> [Task prompt] Please transcribe the stretch of the records below from the line containing "the green tree" through the line containing "of the person", reproducing each line word for word.

> [Data section]
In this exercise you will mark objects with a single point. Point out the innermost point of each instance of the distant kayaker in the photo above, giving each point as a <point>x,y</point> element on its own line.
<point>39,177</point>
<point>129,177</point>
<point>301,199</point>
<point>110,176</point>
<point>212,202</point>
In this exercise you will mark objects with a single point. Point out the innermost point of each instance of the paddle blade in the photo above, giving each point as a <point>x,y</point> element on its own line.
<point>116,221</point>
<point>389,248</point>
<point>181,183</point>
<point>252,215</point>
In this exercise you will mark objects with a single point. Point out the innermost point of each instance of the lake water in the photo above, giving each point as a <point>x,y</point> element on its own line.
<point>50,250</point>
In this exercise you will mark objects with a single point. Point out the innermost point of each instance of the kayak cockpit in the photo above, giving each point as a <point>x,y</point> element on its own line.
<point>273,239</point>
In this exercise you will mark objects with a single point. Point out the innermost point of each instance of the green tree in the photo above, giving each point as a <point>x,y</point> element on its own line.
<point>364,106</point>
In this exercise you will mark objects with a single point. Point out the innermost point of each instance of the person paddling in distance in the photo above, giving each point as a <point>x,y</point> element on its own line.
--
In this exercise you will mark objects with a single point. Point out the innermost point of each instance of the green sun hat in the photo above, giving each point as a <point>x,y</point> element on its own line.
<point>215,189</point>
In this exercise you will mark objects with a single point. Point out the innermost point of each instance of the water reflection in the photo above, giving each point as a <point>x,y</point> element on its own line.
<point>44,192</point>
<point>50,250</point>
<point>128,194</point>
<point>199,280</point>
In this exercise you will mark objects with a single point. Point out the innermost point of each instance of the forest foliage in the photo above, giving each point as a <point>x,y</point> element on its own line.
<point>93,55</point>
==
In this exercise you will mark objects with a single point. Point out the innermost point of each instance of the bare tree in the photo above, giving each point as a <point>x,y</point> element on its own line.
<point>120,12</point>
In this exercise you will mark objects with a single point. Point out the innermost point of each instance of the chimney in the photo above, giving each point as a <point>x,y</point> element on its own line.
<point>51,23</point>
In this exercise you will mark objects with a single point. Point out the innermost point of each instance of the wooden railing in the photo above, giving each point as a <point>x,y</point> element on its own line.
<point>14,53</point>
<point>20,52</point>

> [Completed task]
In this exercise you will mark objects with a single point. Point out the innermost point of each instance of the green tree in the photo above, giving each point as a <point>x,y</point> element on its own line.
<point>364,106</point>
In this exercise you will mark objects with a single point. Point out the innermost point of each instance of the person paddling in distance in the photo above, giving each point as a <point>x,y</point> element on its own line.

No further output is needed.